Reproduce the lines from the one containing "Please indicate the short" through the one containing "Please indicate the black", both included, substituting "center point" for each occurrence of "innermost point" and leaving everything else as it is. Return only those lines.

• • •

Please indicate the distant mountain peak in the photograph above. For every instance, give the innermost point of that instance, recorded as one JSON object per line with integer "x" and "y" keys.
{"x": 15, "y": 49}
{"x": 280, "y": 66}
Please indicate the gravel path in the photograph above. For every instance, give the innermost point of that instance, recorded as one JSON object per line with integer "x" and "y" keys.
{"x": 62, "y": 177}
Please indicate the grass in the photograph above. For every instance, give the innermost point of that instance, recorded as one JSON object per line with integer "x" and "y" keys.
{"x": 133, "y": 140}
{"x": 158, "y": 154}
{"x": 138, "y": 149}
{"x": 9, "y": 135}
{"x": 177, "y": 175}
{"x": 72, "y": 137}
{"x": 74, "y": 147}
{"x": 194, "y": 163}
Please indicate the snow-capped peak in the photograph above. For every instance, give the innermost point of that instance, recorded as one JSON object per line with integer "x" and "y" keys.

• • •

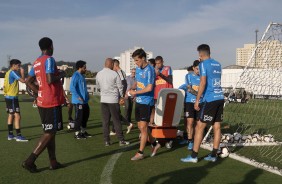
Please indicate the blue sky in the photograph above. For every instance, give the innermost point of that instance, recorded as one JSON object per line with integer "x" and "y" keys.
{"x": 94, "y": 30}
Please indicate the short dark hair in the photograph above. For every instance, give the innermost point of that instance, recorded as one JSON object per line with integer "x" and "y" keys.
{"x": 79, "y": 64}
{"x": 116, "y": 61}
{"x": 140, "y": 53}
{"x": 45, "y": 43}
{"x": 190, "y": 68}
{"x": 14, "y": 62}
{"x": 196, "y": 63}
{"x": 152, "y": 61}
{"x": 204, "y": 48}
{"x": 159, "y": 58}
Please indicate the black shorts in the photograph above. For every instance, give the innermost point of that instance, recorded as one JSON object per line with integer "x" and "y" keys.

• • •

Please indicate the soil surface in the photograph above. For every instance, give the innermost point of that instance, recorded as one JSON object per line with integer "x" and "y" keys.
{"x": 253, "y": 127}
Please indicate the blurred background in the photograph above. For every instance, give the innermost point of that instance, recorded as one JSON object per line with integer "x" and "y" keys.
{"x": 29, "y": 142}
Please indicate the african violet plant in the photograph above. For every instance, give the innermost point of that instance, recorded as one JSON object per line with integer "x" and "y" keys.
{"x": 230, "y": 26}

• • •

Result:
Please indicate the short dark hair in the photograph above. For every instance, give the center point of that instance, recorded as one JSON object per line with integer "x" and "y" keys.
{"x": 79, "y": 64}
{"x": 116, "y": 61}
{"x": 140, "y": 53}
{"x": 45, "y": 43}
{"x": 190, "y": 68}
{"x": 14, "y": 62}
{"x": 196, "y": 63}
{"x": 152, "y": 61}
{"x": 204, "y": 48}
{"x": 159, "y": 58}
Please indicate the black shorts in the photograph above. For every instance, give the center point of that instance, recorded as one JSON object per line with integer "x" and "y" keys.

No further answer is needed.